## Task directions
Reproduce the following material verbatim, line for line, keeping every character unchanged.
________________________________________
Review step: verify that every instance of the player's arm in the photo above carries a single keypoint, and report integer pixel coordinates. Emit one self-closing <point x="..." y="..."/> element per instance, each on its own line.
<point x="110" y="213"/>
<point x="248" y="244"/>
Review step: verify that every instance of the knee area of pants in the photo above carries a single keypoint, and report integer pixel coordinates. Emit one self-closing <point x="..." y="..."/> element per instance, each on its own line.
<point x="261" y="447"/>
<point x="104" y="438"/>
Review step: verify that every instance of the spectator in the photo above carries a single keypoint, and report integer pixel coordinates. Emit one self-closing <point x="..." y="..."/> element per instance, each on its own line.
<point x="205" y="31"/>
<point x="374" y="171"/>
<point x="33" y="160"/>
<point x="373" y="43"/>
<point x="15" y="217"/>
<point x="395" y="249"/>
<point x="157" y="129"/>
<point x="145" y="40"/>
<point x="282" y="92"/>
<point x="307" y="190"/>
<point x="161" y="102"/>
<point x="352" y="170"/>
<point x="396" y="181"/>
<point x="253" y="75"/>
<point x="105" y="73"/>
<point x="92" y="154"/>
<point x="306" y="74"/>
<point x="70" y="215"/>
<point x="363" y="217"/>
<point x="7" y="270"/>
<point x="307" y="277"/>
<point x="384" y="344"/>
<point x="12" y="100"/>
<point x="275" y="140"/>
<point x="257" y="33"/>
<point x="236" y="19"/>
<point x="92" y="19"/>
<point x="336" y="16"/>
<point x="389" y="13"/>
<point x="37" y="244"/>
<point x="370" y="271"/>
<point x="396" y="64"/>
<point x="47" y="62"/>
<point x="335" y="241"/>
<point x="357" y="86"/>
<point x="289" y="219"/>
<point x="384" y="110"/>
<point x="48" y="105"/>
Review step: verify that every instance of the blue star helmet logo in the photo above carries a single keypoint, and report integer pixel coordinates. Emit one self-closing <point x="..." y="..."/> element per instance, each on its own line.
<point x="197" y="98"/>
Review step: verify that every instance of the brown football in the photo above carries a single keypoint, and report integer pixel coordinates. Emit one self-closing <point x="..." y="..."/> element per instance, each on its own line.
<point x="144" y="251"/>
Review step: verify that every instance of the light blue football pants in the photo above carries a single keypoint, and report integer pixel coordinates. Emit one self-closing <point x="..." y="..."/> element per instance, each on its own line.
________________________________________
## Written answer
Review step: verify that every instance of the player's arm in the photo above carries a single keypoint, and report integer pixel coordinates. Emit one self-closing <point x="..." y="..."/> element per instance, each on its own line.
<point x="110" y="213"/>
<point x="248" y="244"/>
Review step: verify that every instance of the knee area of pants in the photo above carries a single keypoint, and report integer pixel coordinates. Emit one self-closing <point x="..." y="..."/> element per instance, each on its own line.
<point x="261" y="447"/>
<point x="104" y="438"/>
Review step: verify that every instance of the spectator in the photo above carries a single keypoint, and report integer pixel coordinates. Emit one self-closing <point x="..." y="..."/> element per instance, each on its own line.
<point x="205" y="31"/>
<point x="374" y="171"/>
<point x="33" y="160"/>
<point x="373" y="43"/>
<point x="15" y="217"/>
<point x="395" y="249"/>
<point x="157" y="129"/>
<point x="145" y="40"/>
<point x="282" y="92"/>
<point x="307" y="190"/>
<point x="161" y="102"/>
<point x="352" y="170"/>
<point x="396" y="181"/>
<point x="253" y="75"/>
<point x="105" y="73"/>
<point x="92" y="154"/>
<point x="306" y="74"/>
<point x="70" y="215"/>
<point x="363" y="217"/>
<point x="7" y="270"/>
<point x="307" y="277"/>
<point x="384" y="344"/>
<point x="12" y="100"/>
<point x="275" y="140"/>
<point x="257" y="33"/>
<point x="236" y="19"/>
<point x="92" y="19"/>
<point x="336" y="16"/>
<point x="389" y="13"/>
<point x="37" y="244"/>
<point x="370" y="271"/>
<point x="396" y="64"/>
<point x="47" y="62"/>
<point x="335" y="241"/>
<point x="357" y="86"/>
<point x="289" y="219"/>
<point x="384" y="110"/>
<point x="48" y="105"/>
Review step: verify that every instance of the blue star helmet logo in the photo above carries a single keypoint, and report integer pixel coordinates. Emit one self-closing <point x="..." y="..."/> element per instance, each on its own line.
<point x="197" y="98"/>
Review step: verify that every instance of the brown football in the photo above carries a single keypoint, and report integer pixel coordinates. Emit one self-closing <point x="..." y="..."/> element per instance, each on its own line.
<point x="144" y="251"/>
Review step: verify that every instance of the light blue football pants in the photo above carries a single keypoint, and report integer pixel coordinates. Emit one self-closing <point x="..." y="..."/> element per instance, each on its own line.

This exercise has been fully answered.